> Trecho para leitura
##############################

Maria Celia de Abreu (*)

Durante minha vida acadêmica, tendo me especializado em Psicologia da Educação, eu tinha uma predileção por Psicologia da Aprendizagem – assim como hoje eu tenho por Psicologia do Envelhecimento. As teorias de aprendizagem me encantavam. Graças a isso, eu sei que um ser humano pode aprender... em qualquer fase da vida! Com maior ou menor facilidade, usando recursos diferentes, mas pode. Também sei que é possível desaprender aquilo que já aprendemos.

Só que aviso: desaprender é mais difícil do que aprender.

Principalmente nós, profissionais que lidamos com a faixa etária dos mais velhos, precisamos desaprender… porque muitas coisas que aprendemos sobre os mais velhos são crenças falsas. A nossa cultura está repleta de crenças falsas sobre velhice, velhos e envelhecimento. Estamos tão imbuídos delas, que não nos damos conta de que temos essas crenças.

Em outras palavras, somos preconceituosos. Somos ageístas.

Não estou sozinha quando afirmo isso. Vou buscar amparo em dois autores, vou citar duas frases, escritas em épocas extraordinariamente distantes.

A primeira é de Cícero, que dispensa apresentações, e que viveu há dois mil anos:

“Não há nada de errado em relação ao envelhecimento, e sim em nossa atitude em relação a ele”.

##############################

> Dados fornecidos
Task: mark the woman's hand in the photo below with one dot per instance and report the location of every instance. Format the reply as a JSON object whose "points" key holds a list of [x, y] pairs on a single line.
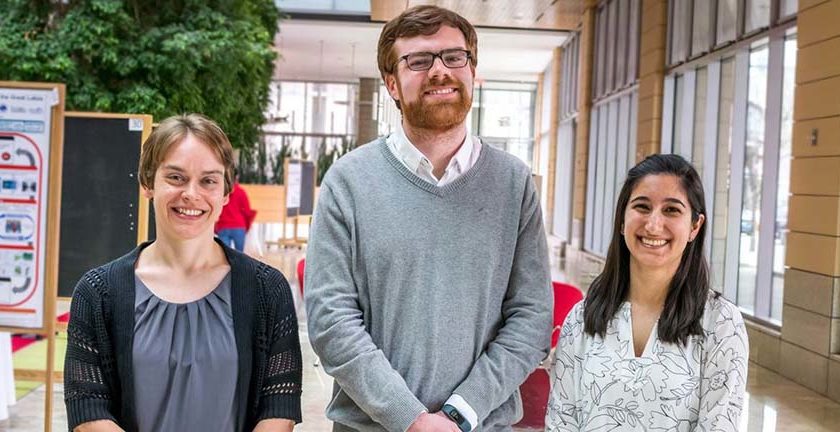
{"points": [[275, 425], [98, 426]]}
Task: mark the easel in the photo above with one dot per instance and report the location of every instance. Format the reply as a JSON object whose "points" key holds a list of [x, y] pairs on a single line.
{"points": [[46, 248], [299, 179]]}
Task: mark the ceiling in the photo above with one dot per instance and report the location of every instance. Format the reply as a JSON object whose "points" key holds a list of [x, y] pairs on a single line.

##############################

> O que fazer
A. Segundo o texto sobre envelhecimento, há quanto tempo viveu Cícero?
B. Extraia do texto sobre envelhecimento, sem nenhuma alteração, a parte que se abre com as palavras que contêm "Só que aviso: desaprender" e se fecha com "épocas extraordinariamente distantes.".

> Resultados do exercício
A. Cícero viveu há dois mil anos.

B.
Só que aviso: desaprender é mais difícil do que aprender.

Principalmente nós, profissionais que lidamos com a faixa etária dos mais velhos, precisamos desaprender… porque muitas coisas que aprendemos sobre os mais velhos são crenças falsas. A nossa cultura está repleta de crenças falsas sobre velhice, velhos e envelhecimento. Estamos tão imbuídos delas, que não nos damos conta de que temos essas crenças.

Em outras palavras, somos preconceituosos. Somos ageístas.

Não estou sozinha quando afirmo isso. Vou buscar amparo em dois autores, vou citar duas frases, escritas em épocas extraordinariamente distantes.